**INSTRUCCIONES DE TRABAJO:**
Enumera cada línea de los datos de abajo que contenga la cadena "track" y cópiala sin modificarla.

**Datos extraídos de una colección:**
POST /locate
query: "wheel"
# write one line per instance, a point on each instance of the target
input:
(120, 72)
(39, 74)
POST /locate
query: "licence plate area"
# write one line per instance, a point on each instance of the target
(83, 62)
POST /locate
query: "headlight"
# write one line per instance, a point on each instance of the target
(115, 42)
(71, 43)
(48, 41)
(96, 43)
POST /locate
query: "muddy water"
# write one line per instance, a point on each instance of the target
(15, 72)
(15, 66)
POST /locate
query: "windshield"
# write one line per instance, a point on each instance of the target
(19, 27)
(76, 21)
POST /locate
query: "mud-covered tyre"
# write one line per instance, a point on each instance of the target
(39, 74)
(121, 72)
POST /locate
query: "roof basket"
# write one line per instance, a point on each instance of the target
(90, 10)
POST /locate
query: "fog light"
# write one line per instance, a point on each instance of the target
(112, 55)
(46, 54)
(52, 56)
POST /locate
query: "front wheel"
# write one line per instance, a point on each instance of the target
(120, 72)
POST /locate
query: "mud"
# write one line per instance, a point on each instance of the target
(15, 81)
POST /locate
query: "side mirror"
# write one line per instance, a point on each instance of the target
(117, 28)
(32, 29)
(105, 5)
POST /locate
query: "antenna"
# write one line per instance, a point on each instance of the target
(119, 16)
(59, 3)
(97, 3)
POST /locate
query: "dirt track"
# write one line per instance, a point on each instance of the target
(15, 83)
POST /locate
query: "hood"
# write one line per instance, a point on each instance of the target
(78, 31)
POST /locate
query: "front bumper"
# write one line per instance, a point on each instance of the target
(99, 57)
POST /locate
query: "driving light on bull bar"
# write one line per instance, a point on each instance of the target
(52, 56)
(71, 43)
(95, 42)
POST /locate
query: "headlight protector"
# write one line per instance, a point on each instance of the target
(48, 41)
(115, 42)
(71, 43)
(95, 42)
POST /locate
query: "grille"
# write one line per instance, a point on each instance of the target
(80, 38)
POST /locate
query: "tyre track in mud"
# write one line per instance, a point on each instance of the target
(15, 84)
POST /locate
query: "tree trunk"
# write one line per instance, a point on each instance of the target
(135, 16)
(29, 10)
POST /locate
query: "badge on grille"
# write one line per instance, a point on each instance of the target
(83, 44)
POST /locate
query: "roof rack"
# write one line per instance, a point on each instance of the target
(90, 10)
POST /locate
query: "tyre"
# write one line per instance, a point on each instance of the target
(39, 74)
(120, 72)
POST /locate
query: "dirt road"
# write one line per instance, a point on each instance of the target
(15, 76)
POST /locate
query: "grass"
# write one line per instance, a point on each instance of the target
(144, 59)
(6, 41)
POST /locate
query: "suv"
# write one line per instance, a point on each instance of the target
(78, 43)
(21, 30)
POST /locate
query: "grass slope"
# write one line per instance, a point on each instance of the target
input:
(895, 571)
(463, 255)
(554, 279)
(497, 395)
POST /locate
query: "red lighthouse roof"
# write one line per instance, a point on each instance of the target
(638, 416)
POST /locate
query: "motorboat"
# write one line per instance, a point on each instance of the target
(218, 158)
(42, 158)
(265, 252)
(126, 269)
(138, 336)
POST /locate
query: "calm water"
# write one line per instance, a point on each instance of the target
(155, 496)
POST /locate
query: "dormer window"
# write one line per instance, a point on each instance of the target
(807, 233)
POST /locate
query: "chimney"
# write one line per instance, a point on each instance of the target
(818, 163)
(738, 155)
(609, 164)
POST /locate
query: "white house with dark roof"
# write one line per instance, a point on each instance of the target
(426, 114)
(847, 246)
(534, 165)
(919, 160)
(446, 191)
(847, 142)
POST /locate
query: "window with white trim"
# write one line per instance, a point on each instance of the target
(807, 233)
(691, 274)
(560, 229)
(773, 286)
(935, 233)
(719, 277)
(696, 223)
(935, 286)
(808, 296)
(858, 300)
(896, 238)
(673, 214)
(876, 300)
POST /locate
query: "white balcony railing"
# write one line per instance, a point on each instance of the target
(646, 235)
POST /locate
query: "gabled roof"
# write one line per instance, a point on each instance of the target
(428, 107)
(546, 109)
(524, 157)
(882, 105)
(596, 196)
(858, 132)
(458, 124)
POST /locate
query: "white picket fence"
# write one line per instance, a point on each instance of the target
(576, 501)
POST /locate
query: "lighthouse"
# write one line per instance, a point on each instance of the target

**SALIDA ESPERADA:**
query: "dirt track"
query: "tyre track in mud"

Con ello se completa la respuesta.